Your instructions |
Rewrite the records, swapping "marker" for "dot" and keeping every other word the same.

[Pointing records]
>>

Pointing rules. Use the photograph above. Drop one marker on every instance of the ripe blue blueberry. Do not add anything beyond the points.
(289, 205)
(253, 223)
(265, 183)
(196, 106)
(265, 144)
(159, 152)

<<

Full output |
Pointing rules. Use the photograph above. Drop one dot on every instance of the ripe blue blueberry. Do not add anything beyond the points.
(289, 205)
(253, 223)
(265, 183)
(196, 106)
(265, 144)
(159, 152)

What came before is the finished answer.